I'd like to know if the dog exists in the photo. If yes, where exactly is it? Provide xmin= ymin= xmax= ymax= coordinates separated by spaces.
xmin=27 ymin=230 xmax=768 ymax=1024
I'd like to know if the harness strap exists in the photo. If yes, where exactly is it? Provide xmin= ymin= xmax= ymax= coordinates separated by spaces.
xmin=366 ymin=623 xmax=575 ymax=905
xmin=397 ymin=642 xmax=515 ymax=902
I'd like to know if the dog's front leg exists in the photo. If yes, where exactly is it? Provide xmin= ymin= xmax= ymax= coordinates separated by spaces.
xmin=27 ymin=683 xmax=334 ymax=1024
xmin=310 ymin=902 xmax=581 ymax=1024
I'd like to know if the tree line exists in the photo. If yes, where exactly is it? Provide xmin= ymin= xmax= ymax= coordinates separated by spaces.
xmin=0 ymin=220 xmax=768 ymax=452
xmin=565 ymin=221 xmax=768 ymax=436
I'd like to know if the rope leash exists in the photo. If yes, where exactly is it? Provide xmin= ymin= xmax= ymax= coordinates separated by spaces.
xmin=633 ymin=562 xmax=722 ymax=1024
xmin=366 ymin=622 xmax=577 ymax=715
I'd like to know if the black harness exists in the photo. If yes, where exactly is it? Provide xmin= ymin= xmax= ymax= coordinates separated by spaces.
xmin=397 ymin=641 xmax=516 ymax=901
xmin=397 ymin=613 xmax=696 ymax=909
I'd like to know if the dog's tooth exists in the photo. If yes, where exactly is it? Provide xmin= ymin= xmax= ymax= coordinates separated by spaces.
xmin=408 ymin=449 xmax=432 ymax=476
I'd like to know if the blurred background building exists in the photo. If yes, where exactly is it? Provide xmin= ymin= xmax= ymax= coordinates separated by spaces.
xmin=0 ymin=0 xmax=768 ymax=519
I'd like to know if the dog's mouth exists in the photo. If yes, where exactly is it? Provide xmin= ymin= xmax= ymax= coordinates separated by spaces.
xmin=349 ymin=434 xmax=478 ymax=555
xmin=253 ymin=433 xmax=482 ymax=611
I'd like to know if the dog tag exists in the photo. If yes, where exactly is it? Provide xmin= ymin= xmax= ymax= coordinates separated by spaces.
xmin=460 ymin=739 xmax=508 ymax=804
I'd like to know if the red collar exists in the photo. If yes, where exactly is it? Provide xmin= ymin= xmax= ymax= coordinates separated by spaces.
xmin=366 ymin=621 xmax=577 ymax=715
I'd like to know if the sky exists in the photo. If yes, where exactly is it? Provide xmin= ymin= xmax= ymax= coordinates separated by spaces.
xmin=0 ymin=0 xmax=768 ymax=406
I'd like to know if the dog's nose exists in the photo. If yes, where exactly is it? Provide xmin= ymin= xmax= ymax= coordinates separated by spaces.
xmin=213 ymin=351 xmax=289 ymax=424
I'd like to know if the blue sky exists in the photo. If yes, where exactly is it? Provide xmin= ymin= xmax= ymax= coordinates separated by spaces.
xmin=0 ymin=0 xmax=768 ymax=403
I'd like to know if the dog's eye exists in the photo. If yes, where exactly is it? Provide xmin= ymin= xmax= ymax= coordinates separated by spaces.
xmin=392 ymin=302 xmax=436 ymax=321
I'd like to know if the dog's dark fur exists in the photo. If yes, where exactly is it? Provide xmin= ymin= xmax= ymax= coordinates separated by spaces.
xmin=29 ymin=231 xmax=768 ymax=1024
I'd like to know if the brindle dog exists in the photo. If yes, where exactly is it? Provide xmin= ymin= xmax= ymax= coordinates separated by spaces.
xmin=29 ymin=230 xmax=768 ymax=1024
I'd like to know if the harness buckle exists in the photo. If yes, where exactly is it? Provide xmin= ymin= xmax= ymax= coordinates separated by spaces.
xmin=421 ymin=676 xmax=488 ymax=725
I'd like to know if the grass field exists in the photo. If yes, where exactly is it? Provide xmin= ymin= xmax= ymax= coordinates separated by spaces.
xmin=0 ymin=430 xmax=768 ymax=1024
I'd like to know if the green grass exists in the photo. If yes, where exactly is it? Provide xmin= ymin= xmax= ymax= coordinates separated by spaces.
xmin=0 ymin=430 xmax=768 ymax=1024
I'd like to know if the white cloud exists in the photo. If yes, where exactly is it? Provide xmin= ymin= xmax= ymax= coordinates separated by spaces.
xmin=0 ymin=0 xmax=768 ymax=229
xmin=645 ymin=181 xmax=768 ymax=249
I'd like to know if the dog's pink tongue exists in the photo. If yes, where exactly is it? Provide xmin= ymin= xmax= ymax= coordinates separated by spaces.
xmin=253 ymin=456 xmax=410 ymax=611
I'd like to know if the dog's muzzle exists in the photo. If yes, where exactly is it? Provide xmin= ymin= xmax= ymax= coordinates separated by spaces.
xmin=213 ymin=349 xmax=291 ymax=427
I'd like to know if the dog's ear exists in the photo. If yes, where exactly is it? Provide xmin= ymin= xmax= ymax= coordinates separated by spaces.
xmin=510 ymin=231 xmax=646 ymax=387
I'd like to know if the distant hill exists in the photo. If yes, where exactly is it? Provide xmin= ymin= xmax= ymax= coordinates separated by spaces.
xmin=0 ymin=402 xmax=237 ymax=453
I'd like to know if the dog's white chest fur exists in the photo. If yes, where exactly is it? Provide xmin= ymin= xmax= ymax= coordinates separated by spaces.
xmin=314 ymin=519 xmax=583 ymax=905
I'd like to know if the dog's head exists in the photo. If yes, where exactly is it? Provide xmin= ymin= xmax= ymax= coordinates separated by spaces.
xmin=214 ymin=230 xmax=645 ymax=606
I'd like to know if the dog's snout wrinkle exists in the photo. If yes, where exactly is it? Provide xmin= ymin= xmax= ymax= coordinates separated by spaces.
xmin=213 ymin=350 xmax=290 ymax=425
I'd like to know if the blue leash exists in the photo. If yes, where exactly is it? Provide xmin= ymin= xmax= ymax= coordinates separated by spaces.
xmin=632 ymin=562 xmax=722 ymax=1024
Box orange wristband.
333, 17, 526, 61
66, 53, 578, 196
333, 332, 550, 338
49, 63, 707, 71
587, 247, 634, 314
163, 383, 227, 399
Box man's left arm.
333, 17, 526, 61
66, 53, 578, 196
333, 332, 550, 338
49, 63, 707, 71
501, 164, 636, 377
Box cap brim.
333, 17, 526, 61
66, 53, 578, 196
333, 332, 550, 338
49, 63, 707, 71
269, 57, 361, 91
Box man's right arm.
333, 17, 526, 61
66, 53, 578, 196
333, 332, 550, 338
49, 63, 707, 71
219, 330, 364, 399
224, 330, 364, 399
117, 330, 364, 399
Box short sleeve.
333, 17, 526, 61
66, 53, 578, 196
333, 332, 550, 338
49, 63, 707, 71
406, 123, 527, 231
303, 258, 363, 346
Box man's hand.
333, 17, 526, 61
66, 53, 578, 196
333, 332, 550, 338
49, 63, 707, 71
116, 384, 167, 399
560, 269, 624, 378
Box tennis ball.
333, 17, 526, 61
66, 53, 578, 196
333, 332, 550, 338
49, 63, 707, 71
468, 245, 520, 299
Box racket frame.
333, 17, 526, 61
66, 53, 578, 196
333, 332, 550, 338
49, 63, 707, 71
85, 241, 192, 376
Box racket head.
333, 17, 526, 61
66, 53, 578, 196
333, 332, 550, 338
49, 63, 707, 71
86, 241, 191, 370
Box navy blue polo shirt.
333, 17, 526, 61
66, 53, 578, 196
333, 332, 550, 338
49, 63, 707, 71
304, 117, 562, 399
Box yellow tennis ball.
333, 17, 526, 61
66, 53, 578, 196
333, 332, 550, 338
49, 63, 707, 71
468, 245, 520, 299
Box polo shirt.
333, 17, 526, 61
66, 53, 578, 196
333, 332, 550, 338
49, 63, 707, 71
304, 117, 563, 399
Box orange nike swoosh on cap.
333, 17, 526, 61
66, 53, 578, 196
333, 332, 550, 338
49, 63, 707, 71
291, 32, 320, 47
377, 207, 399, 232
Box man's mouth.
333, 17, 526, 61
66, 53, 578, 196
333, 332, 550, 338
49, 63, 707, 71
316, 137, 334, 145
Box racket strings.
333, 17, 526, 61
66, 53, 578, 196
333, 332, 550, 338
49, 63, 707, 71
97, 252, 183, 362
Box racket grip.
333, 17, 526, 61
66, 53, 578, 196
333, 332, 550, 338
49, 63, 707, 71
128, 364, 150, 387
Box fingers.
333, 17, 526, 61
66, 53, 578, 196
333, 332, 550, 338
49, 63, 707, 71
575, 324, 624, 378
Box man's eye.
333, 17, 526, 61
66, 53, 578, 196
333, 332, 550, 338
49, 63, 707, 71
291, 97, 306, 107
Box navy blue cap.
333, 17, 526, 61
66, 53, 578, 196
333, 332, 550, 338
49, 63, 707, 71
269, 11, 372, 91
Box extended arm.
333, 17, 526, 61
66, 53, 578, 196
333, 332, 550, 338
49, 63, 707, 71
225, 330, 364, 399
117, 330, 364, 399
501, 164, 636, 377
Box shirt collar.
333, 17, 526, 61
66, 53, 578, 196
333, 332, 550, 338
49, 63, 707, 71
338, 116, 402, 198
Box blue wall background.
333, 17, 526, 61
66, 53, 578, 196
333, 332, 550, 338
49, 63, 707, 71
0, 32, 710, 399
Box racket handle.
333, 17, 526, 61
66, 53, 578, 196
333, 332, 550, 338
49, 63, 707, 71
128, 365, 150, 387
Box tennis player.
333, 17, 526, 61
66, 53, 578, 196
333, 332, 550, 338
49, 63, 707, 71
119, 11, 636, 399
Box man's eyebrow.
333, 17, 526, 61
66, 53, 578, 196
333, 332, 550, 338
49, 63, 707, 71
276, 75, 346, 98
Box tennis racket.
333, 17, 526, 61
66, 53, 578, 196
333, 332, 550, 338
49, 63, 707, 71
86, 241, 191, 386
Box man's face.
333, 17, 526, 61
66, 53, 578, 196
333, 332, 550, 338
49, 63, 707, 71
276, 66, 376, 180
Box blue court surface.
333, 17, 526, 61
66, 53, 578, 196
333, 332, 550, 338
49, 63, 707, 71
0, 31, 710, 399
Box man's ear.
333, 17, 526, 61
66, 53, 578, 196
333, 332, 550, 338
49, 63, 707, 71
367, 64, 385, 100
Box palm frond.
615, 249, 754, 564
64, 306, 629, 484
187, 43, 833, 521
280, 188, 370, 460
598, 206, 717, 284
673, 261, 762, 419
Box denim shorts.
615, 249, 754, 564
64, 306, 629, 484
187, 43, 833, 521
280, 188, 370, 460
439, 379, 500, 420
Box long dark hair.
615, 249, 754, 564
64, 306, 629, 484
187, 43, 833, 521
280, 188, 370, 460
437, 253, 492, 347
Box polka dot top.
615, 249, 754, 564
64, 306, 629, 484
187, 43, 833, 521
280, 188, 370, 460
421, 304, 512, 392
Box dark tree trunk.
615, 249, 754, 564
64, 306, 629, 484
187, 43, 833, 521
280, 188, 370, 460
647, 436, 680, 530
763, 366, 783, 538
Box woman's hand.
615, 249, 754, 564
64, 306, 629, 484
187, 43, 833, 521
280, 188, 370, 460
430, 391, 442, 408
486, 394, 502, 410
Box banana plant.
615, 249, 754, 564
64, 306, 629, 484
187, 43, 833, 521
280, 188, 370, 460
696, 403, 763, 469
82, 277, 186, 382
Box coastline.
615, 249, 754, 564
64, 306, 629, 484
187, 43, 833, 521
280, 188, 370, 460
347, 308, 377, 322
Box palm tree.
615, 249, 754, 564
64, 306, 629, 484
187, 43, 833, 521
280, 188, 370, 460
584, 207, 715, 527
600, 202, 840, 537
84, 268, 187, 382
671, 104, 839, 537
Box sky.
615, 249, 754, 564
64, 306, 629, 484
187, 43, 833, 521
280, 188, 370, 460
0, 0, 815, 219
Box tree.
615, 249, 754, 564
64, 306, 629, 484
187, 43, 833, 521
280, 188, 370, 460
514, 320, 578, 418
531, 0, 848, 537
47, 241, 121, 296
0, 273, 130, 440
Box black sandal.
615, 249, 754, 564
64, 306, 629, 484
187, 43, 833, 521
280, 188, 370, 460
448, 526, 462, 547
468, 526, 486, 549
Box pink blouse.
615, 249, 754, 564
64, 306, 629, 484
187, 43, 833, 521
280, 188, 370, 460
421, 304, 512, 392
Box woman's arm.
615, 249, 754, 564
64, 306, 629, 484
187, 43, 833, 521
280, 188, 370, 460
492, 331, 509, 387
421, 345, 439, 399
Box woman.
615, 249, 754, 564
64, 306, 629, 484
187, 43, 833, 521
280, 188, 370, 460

[Task description]
Copy the lines from the one containing "Box blue wall background." to the one containing "468, 526, 486, 549", with "Box" swapped for "Locate" and everything else left as it stands.

[Answer]
Locate blue wall background.
333, 17, 526, 61
66, 53, 578, 196
333, 332, 550, 338
49, 63, 707, 71
0, 32, 710, 399
Locate racket handle.
333, 17, 526, 61
66, 53, 578, 196
333, 332, 550, 338
49, 63, 707, 71
128, 365, 150, 387
Locate tennis player.
333, 17, 526, 61
66, 53, 578, 196
333, 332, 550, 338
49, 63, 707, 71
119, 11, 636, 399
Locate man's eyebrow.
333, 17, 526, 61
66, 53, 578, 196
333, 332, 550, 338
49, 63, 707, 71
276, 75, 346, 98
Locate tennis racket.
333, 17, 526, 61
66, 53, 578, 196
333, 332, 550, 338
49, 63, 707, 71
86, 241, 191, 386
Locate man's face.
333, 17, 526, 61
66, 53, 578, 196
333, 332, 550, 338
49, 63, 707, 71
276, 66, 376, 180
Locate blue court surface.
333, 17, 526, 61
66, 53, 578, 196
333, 332, 550, 338
49, 63, 707, 71
0, 31, 710, 399
Locate man's ear.
333, 17, 526, 61
66, 53, 578, 196
333, 332, 550, 338
49, 63, 707, 71
367, 64, 385, 100
Locate palm frond.
615, 249, 754, 564
64, 306, 629, 484
187, 43, 833, 521
280, 188, 370, 460
598, 206, 717, 284
673, 261, 762, 419
Locate denim shorts.
615, 249, 754, 564
64, 306, 629, 484
187, 43, 833, 521
280, 188, 370, 460
439, 379, 500, 420
Locate long dark hair.
615, 249, 754, 564
64, 306, 629, 484
187, 43, 833, 521
280, 188, 370, 460
437, 253, 492, 347
Locate polka dot top.
615, 249, 754, 564
64, 306, 629, 484
187, 43, 833, 521
280, 188, 370, 460
421, 304, 512, 392
Locate dark tree trunk.
615, 249, 754, 564
64, 306, 629, 484
187, 43, 833, 521
280, 188, 370, 460
647, 436, 680, 530
763, 366, 783, 538
Locate woman's hand.
615, 249, 754, 564
64, 306, 629, 484
187, 43, 833, 521
280, 188, 370, 460
430, 391, 442, 408
486, 394, 502, 410
Locate banana plant.
615, 249, 754, 564
64, 306, 629, 484
187, 43, 833, 521
280, 188, 370, 460
696, 403, 763, 469
82, 277, 186, 382
Locate coastline.
615, 249, 754, 564
64, 306, 629, 484
187, 43, 833, 521
280, 188, 370, 460
347, 308, 377, 322
Locate palm tree.
615, 249, 754, 564
64, 306, 629, 484
187, 43, 833, 521
280, 188, 370, 460
584, 207, 715, 527
600, 202, 840, 537
84, 268, 187, 382
671, 104, 839, 537
Locate sky.
615, 249, 754, 564
64, 306, 629, 484
187, 43, 833, 521
280, 188, 370, 460
0, 0, 815, 219
Locate tree.
615, 249, 754, 564
64, 306, 629, 484
187, 43, 833, 521
280, 188, 370, 460
514, 320, 578, 418
531, 0, 848, 537
47, 241, 121, 296
0, 273, 130, 440
Locate black sandal.
615, 249, 754, 564
64, 306, 629, 484
187, 43, 833, 521
280, 188, 370, 460
448, 526, 462, 547
468, 526, 486, 549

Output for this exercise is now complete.